Quelle histoire se cache derrière Dimitri Casali…

Pour Dimitri Casali, l’Histoire est avant tout un réservoir d’arguments pour justifier ses opinions politiques. En résumé, la France est malade de l’immigration, des fonctionnaires, de la démocratie. Analyse d’une interview d’anthologie.

Dimitri Casali ne fait pas de l’histoire pour rien. Reproduisant le même livre à chaque rentrée afin de tonner contre la soi-disant disparition de l’histoire nationale1, devenu directeur de collection à L’Express, spécialiste autoproclamé de tout (et donc de rien), son combat est devenu une petite entreprise qui ne connaît pas la crise.
Mais Dimitri Casali écrit aussi de l’histoire dans une perspective purement politique. Pour lui, le passé n’est qu’un réservoir d’argument pour justifier des partis pris contemporains. Un exemple frappant de cette méthode reste l’interview croisée qu’il a donnée au site Altantico.fr le 7 janvier 2013, intitulée « 1789-2013 : la crise va-t-elle nous mener vers une nouvelle Révolution ? »

Un constat : C’est la crise !

On aura compris, dans l’interview, Dimitri Casali compare la France contemporaine à celle de 1789.

En tant qu’historien, je suis frappé par les points communs aux deux périodes, dans le sens où les dysfonctionnements du modèle politique laissent en effet penser que nous sommes au bord du gouffre.2

"Seul un homme providentiel pourrait débloquer la situation." D. Casali. On remarquera l'aigle impérial porté en badge par Dimitri Casali.
« Seul un homme providentiel pourrait débloquer la situation. » D. Casali.

On pourrait s’interroger sur la validité d’une telle comparaison. Mais D. Casali use de l’analogie historique non pas pour éclairer, pour faciliter la compréhension, mais pour faire un constat : selon lui, la situation est bien pire qu’en 1789… et ce pour plusieurs raisons.

Nous faisons face aux trois mêmes crises que dans l’avant-1789 : crise économique (dette étouffante, hausse des prix et du chômage…), crise sociale (grogne populaire face aux privilèges…), et crise politique (incapacité du pouvoir à réformer). À cela vient aujourd’hui s’ajouter une crise supplémentaire à savoir la crise identitaire qu’était loin de connaître la France de l’Ancien Régime.

La crise identitaire, depuis Max Gallo, est devenue un véritable leitmotiv des historiens de garde (notamment de Stéphane Bern). Cette ellipse, pleine de sous-entendus, permet évidemment de pointer du doigt l’immigration actuelle (et pas n’importe laquelle3) qui affaiblirait l’identité de la France (tout en sous-entendant que l’Ancien Régime était plus stable). Mais Dimitri Casali ne s’arrête pas en si bon chemin.

* [BLOC DE DONNÉES]:
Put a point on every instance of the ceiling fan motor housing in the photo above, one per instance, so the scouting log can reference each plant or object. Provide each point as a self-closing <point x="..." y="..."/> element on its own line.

* [DÉFIS]:
(a) Répondez aux questions suivantes à partir du texte sur Dimitri Casali.
(i) Pour quel média Dimitri Casali est-il devenu directeur de collection ?
(ii) À quelle date a-t-il donné l'interview croisée dont parle le texte ?
(iii) Depuis quel historien la crise identitaire est-elle devenue un véritable leitmotiv des historiens de garde ?
(b) Traduisez en anglais cette phrase du texte sur Dimitri Casali : « On pourrait s’interroger sur la validité d’une telle comparaison. »
(c) Recopiez le passage du texte sur Dimitri Casali qui commence à « Dimitri Casali ne fait » et se termine à « pas la crise. ».
Les lignes ne jouent aucun rôle dans ce travail.

* [LES RÉPONSES]:
(a)
(i) L'Express.
(ii) Le 7 janvier 2013.
(iii) Max Gallo.

(b) One could question the validity of such a comparison.

(c)
Dimitri Casali ne fait pas de l’histoire pour rien. Reproduisant le même livre à chaque rentrée afin de tonner contre la soi-disant disparition de l’histoire nationale1, devenu directeur de collection à L’Express, spécialiste autoproclamé de tout (et donc de rien), son combat est devenu une petite entreprise qui ne connaît pas la crise.